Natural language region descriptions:
------------------------------------------------
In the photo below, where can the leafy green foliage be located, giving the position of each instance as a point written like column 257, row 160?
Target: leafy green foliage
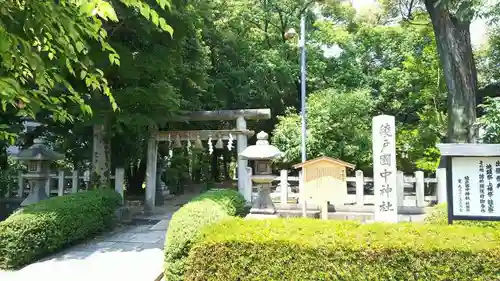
column 439, row 216
column 303, row 249
column 47, row 46
column 489, row 123
column 52, row 224
column 339, row 125
column 186, row 223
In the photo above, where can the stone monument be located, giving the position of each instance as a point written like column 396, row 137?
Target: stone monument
column 262, row 153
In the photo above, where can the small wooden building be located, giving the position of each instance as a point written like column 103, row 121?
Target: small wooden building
column 324, row 179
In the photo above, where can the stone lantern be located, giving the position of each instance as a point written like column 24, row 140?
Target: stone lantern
column 38, row 159
column 262, row 153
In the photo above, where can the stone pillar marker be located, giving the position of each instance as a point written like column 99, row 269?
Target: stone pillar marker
column 241, row 144
column 149, row 202
column 384, row 168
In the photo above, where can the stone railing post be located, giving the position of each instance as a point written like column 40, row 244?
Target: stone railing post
column 74, row 181
column 248, row 185
column 20, row 185
column 119, row 181
column 420, row 188
column 284, row 186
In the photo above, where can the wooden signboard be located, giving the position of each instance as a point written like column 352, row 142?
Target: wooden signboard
column 324, row 180
column 473, row 181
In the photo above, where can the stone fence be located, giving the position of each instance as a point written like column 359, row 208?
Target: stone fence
column 415, row 190
column 65, row 182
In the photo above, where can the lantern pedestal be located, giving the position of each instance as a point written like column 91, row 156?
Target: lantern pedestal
column 263, row 204
column 37, row 194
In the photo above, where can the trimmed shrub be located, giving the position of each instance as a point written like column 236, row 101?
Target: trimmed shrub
column 184, row 228
column 439, row 215
column 301, row 249
column 52, row 224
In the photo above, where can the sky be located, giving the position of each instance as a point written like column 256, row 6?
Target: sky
column 478, row 27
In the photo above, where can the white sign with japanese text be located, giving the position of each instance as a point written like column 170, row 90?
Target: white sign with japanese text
column 384, row 168
column 476, row 186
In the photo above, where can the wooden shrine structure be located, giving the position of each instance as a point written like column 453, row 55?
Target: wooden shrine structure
column 240, row 132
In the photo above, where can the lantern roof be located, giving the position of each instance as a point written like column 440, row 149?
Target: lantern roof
column 262, row 150
column 38, row 151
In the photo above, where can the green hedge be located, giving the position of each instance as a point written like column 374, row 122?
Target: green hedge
column 51, row 224
column 302, row 249
column 184, row 228
column 439, row 215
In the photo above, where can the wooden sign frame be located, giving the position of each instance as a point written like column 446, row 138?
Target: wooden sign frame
column 450, row 151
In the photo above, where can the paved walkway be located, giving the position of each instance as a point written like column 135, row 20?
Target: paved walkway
column 130, row 253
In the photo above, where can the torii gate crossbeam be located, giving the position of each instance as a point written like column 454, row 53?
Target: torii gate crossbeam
column 241, row 133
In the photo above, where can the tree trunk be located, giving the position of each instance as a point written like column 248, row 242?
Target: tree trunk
column 455, row 52
column 101, row 156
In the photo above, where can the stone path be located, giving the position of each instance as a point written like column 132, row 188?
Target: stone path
column 131, row 253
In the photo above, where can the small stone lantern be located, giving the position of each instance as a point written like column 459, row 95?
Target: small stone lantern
column 38, row 159
column 262, row 153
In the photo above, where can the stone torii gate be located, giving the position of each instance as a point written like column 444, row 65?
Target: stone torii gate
column 241, row 133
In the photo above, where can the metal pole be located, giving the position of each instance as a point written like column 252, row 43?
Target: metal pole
column 303, row 82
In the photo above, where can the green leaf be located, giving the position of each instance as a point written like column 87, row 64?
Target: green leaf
column 106, row 11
------------------------------------------------
Write out every entry exactly. Pictures do not belong in the copy.

In the photo below, where can the leafy green foliage be located, giving the position of each instance as a point written like column 257, row 160?
Target: leafy green foliage
column 439, row 216
column 303, row 249
column 47, row 46
column 489, row 123
column 52, row 224
column 339, row 125
column 186, row 223
In the photo above, where can the stone monument be located, giving the position of each instance as a point written like column 396, row 137?
Target: stone monument
column 262, row 153
In the photo above, where can the small wooden building be located, giving the position of each instance as a point written like column 103, row 121?
Target: small wooden building
column 324, row 179
In the photo above, where can the stone lantern be located, giving the position of each instance as a point written like column 24, row 140?
Target: stone lantern
column 38, row 159
column 262, row 153
In the photo above, where can the stone pillar marker be located, giving the position of each instance as a point written like column 99, row 269?
Target: stone pillar marker
column 241, row 144
column 149, row 202
column 384, row 168
In the photo above, where can the stone railing post be located, giving the position of each instance as a point written like column 40, row 244?
Target: stone railing post
column 74, row 181
column 248, row 185
column 20, row 185
column 119, row 181
column 420, row 188
column 284, row 186
In the photo above, where can the wooden signboard be located, giving the position of each instance as a point written like column 352, row 142?
Target: wooden signboard
column 324, row 180
column 473, row 181
In the photo above, where can the stone fence be located, giving the position of each instance as a point written like column 359, row 208?
Target: stone fence
column 415, row 190
column 65, row 182
In the photo above, where can the lantern pedestal be located, giving the position of each instance as a point written like column 91, row 156?
Target: lantern pedestal
column 263, row 204
column 37, row 194
In the photo above, where can the trimmed shrub be located, giving the position of each instance as a point written like column 236, row 101?
Target: trimmed shrub
column 184, row 228
column 439, row 215
column 301, row 249
column 52, row 224
In the photo above, where can the sky be located, giving the position of each instance as a point written like column 256, row 6?
Target: sky
column 478, row 27
In the photo above, where can the white sign with japanese text be located, giving the position of each instance as a point written like column 170, row 90?
Target: white sign with japanese text
column 384, row 168
column 476, row 186
In the photo above, where can the wooden shrine structure be located, giving the position of each instance as a point written like column 453, row 55?
Target: wooden shrine structure
column 240, row 132
In the photo above, where can the lantern roof be located, giving the position of each instance as a point written like column 440, row 149?
Target: lantern roof
column 262, row 150
column 38, row 151
In the photo above, where can the green hedge be located, giving the position of each instance as a point written like column 374, row 122?
Target: green hedge
column 51, row 224
column 302, row 249
column 184, row 228
column 439, row 215
In the photo above, where can the wooden sign frame be located, giving the position of each instance as a point written like column 446, row 138?
Target: wooden sign frame
column 450, row 151
In the photo above, where can the paved walkway be located, giving the position of each instance as a point written like column 135, row 20?
Target: paved walkway
column 130, row 253
In the photo above, where can the torii gate crossbeam be located, giving the position of each instance as a point written like column 454, row 53?
Target: torii gate crossbeam
column 241, row 133
In the photo above, where can the tree trunk be located, giving the position of each instance as a point written like column 248, row 242?
Target: tree trunk
column 455, row 52
column 101, row 156
In the photo above, where can the stone path be located, giving the position of each instance as a point written like column 132, row 188?
Target: stone path
column 131, row 253
In the photo above, where can the small stone lantern be located, giving the position of each instance as a point written like column 459, row 95?
Target: small stone lantern
column 38, row 159
column 262, row 153
In the photo above, where can the stone torii gate be located, giving the position of each instance as a point written like column 444, row 65?
Target: stone torii gate
column 241, row 133
In the photo above, where can the metal pole be located, giving the position of each instance as a point written like column 252, row 43?
Target: metal pole
column 303, row 82
In the photo above, where can the green leaf be located, giving the position of each instance as a point written like column 87, row 64?
Target: green leaf
column 106, row 11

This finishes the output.